*WORK REQUIRED:* Render every line of the rows below as a single numbered list, skipping blank lines and leaving the pictures out.

Region annotation rows
>> BEGIN
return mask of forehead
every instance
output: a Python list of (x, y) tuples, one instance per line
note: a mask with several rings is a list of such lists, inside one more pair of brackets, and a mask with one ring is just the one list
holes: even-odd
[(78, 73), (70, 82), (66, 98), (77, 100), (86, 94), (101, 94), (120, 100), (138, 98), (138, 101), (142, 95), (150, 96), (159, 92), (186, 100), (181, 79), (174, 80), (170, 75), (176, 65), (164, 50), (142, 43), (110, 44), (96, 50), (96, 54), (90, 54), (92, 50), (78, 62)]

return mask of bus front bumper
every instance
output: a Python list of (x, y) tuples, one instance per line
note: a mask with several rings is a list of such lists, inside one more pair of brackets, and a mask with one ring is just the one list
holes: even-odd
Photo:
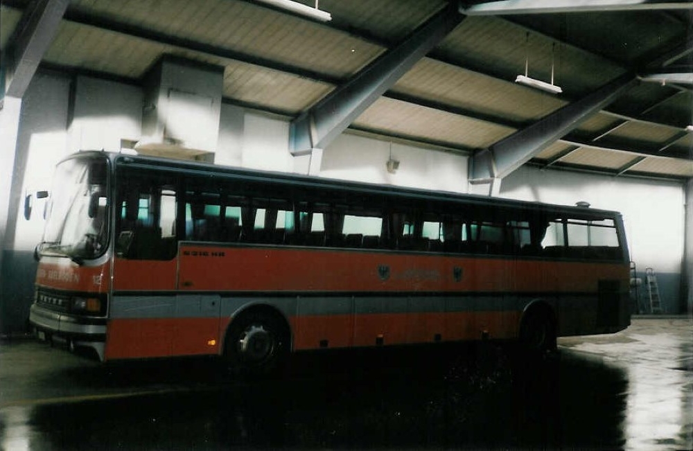
[(64, 342), (70, 349), (91, 348), (102, 362), (106, 342), (106, 319), (54, 312), (32, 304), (29, 323), (42, 341)]

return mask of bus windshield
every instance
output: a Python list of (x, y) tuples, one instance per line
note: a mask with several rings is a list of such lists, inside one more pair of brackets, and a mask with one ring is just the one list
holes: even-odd
[(41, 255), (79, 263), (106, 250), (108, 198), (106, 160), (73, 158), (58, 165), (49, 203)]

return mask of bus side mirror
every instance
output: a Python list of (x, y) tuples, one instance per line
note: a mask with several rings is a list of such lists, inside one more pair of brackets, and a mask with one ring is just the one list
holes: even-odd
[(106, 197), (101, 195), (100, 193), (94, 193), (89, 200), (89, 210), (87, 211), (87, 215), (90, 218), (96, 217), (100, 206), (106, 206)]
[(24, 197), (24, 219), (27, 221), (31, 219), (31, 209), (33, 207), (34, 195), (27, 194)]
[(31, 211), (34, 204), (34, 194), (37, 199), (48, 197), (48, 191), (31, 191), (24, 197), (24, 219), (27, 221), (31, 219)]

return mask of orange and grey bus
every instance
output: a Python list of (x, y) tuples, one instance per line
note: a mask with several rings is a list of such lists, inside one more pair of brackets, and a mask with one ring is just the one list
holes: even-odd
[(101, 360), (478, 340), (630, 323), (619, 213), (103, 152), (57, 167), (30, 322)]

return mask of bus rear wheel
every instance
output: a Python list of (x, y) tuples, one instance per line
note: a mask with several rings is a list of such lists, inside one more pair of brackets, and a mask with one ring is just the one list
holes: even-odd
[(280, 369), (288, 354), (289, 334), (283, 319), (264, 312), (250, 312), (231, 323), (225, 355), (231, 372), (266, 375)]
[(520, 342), (525, 351), (533, 354), (556, 351), (556, 325), (551, 314), (543, 309), (527, 312), (520, 326)]

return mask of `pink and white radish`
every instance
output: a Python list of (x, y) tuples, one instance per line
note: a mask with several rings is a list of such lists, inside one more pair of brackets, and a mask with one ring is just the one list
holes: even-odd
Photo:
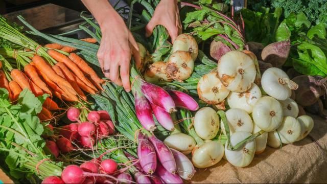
>> END
*OUTPUT FOR THIS TASK:*
1. return mask of forehead
2. every instance
3. output: a Python list of (x, y) tuples, one instance per line
4. note: a mask with several rings is a list of such lists, inside one more pair of brackets, and a mask with one ring is just the one list
5. holes: even-odd
6. [(78, 73), (70, 82), (66, 98), (77, 100), (86, 94), (101, 94), (120, 100), (138, 98), (138, 101), (142, 95), (150, 96), (159, 92), (186, 100), (181, 79), (174, 80), (170, 75), (176, 65), (164, 50), (142, 43), (110, 44), (96, 50), (96, 54), (90, 54), (92, 50), (78, 62)]
7. return mask of bus front bumper
8. every instance
9. output: a Python list of (x, y) tuples, one instance per line
10. note: a mask with several rings is a list of such lists, inside one more pair of brackets, and a mask with one ring is just the one list
11. holes: even-odd
12. Photo:
13. [(64, 342), (70, 349), (91, 348), (102, 362), (106, 342), (106, 319), (54, 312), (32, 304), (29, 323), (42, 341)]
14. return mask of bus windshield
15. every instance
16. output: a Python list of (x, y) tuples, one instance per line
17. note: a mask with several rings is a list of such lists, inside one more pair of brackets, and a mask with one ring is just the one list
18. holes: even-odd
19. [(41, 255), (79, 263), (106, 250), (108, 198), (106, 160), (73, 158), (58, 165), (49, 203)]
20. return mask of bus side mirror
21. every instance
22. output: a Python list of (x, y) tuples, one instance per line
23. note: a mask with several rings is a list of such lists, inside one more pair of brackets, and a mask with one ring is just the one list
24. holes: even-odd
25. [(106, 197), (101, 195), (100, 193), (94, 193), (89, 200), (89, 210), (87, 211), (87, 215), (90, 218), (96, 217), (100, 206), (106, 206)]
26. [(24, 197), (24, 219), (27, 221), (31, 219), (31, 209), (33, 207), (34, 195), (27, 194)]
27. [(31, 211), (34, 204), (34, 194), (37, 199), (48, 197), (48, 191), (31, 191), (24, 197), (24, 219), (27, 221), (31, 219)]
28. return mask of orange and grey bus
29. every instance
30. output: a Python list of (x, y) tuples, one instance per line
31. note: a mask with several rings is a list of such lists, inside one more pair of brackets, and a mask with one ring is just the one list
32. holes: even-odd
33. [(101, 360), (478, 340), (630, 323), (619, 213), (103, 152), (57, 167), (30, 322)]
34. return mask of bus rear wheel
35. every instance
36. output: a Python list of (x, y) tuples, one instance per line
37. note: a mask with several rings is a list of such lists, inside one more pair of brackets, and a mask with one ring is just the one list
38. holes: even-odd
39. [(280, 369), (288, 354), (289, 334), (283, 319), (264, 312), (250, 312), (231, 323), (225, 355), (231, 372), (266, 375)]
40. [(520, 342), (525, 351), (533, 354), (556, 351), (556, 325), (551, 314), (543, 309), (527, 312), (520, 326)]
41. return mask of `pink and white radish`
42. every instance
43. output: a Python list of (x, y) tuples, one instance per line
44. note: a mask with several rings is a list of such lists, inside one more pair of brackets, and a mask with one ring is just the one list
45. holes: even-odd
46. Photo:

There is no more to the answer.